(Records from a data source)
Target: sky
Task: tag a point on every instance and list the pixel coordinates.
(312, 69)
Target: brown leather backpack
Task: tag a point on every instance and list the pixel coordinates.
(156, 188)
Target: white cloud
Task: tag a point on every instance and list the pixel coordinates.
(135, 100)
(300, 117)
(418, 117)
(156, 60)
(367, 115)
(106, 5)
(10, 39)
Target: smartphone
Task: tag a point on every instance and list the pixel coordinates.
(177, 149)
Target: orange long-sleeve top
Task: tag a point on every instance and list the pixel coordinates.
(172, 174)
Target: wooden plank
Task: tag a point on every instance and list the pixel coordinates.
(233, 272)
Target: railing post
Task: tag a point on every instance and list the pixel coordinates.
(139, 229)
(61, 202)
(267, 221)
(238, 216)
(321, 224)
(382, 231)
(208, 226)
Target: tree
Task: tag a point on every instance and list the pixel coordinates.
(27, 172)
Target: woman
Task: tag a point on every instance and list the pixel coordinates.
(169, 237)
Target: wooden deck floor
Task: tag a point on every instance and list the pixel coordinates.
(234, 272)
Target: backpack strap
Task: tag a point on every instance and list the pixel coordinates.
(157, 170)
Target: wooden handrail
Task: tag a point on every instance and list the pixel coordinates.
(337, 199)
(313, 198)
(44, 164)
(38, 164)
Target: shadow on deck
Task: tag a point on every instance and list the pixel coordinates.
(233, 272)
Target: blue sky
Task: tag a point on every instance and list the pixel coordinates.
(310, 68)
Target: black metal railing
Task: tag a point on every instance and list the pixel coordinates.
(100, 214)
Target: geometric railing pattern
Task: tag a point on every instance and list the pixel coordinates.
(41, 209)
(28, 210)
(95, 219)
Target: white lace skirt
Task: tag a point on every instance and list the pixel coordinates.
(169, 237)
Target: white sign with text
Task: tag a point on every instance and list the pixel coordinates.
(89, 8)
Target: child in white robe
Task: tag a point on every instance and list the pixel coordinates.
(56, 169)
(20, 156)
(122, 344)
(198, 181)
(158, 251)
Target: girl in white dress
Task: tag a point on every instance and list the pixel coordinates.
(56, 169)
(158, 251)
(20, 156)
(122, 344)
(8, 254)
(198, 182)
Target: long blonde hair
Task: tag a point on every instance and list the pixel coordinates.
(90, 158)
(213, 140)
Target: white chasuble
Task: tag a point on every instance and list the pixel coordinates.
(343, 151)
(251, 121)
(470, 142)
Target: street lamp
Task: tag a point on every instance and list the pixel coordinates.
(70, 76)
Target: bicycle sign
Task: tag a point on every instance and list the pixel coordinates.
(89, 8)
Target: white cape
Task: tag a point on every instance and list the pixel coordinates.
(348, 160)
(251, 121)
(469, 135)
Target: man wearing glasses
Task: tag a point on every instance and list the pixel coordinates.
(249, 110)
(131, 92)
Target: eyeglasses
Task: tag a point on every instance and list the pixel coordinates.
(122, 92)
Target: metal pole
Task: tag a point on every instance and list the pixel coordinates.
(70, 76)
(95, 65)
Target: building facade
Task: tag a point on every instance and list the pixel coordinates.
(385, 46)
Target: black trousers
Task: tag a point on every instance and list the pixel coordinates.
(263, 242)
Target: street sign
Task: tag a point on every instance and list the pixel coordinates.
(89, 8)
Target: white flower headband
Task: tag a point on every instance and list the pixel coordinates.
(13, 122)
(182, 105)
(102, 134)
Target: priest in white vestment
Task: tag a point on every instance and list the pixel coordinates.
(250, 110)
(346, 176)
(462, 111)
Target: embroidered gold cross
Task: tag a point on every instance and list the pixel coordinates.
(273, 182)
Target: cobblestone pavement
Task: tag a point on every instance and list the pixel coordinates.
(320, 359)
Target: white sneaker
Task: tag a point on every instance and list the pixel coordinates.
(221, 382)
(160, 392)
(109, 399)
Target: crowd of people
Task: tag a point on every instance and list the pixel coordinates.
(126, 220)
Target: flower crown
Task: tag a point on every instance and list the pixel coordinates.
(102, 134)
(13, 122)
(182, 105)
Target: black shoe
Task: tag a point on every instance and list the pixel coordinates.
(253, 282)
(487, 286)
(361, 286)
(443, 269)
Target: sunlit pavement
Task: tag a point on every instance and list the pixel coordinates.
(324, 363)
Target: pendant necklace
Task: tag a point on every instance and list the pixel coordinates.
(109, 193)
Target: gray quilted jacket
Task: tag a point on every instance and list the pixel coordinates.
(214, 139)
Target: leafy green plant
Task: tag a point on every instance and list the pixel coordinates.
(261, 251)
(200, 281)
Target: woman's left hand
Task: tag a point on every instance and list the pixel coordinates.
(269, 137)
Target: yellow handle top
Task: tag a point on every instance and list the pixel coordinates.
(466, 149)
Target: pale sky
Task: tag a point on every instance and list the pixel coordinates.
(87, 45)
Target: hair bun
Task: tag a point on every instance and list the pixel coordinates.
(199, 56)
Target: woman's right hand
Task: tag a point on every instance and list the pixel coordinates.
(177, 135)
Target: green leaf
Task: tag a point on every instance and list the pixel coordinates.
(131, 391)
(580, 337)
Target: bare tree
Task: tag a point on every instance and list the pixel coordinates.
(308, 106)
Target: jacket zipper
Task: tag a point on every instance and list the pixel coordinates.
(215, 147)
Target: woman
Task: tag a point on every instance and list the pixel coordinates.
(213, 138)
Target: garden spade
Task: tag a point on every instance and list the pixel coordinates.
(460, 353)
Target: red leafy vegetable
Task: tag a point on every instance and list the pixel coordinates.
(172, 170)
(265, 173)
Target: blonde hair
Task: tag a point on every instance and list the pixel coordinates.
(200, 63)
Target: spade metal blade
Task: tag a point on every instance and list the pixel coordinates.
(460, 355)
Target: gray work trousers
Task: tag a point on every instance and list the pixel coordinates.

» **Task description**
Quote, without alteration, the final stretch of the entries: the line with "Target: yellow handle top" onward to the last line.

» **Correct result**
Target: yellow handle top
Task: tag a point on every instance and list the pixel coordinates.
(466, 149)
Target: pale sky
Task: tag a point on every instance and list the pixel coordinates.
(87, 45)
Target: hair bun
Task: tag a point on every instance and list the pixel coordinates.
(199, 56)
Target: woman's right hand
Task: tag a point on every instance and list the pixel coordinates.
(177, 135)
Target: green leaf
Task: tag a point on every instance and list the pixel coordinates.
(131, 391)
(580, 337)
Target: bare tree
Task: tag a point on every instance and list the pixel coordinates.
(308, 106)
Target: jacket zipper
Task: tag a point on every instance and list the pixel coordinates.
(215, 147)
Target: woman
Task: tag a point on every instance and list the pixel coordinates.
(213, 138)
Target: garden spade
Task: tag a point on every instance and list the pixel coordinates.
(460, 353)
Target: red leafy vegetable
Task: tag a point on every instance and list the pixel coordinates.
(172, 170)
(265, 173)
Target: blonde hair
Task: tag a point on every instance and list the pixel coordinates.
(200, 63)
Target: spade metal blade
Task: tag a point on every instance and list the pixel coordinates.
(460, 355)
Target: gray work trousers
Task: tag a point on every instance and list the pixel coordinates.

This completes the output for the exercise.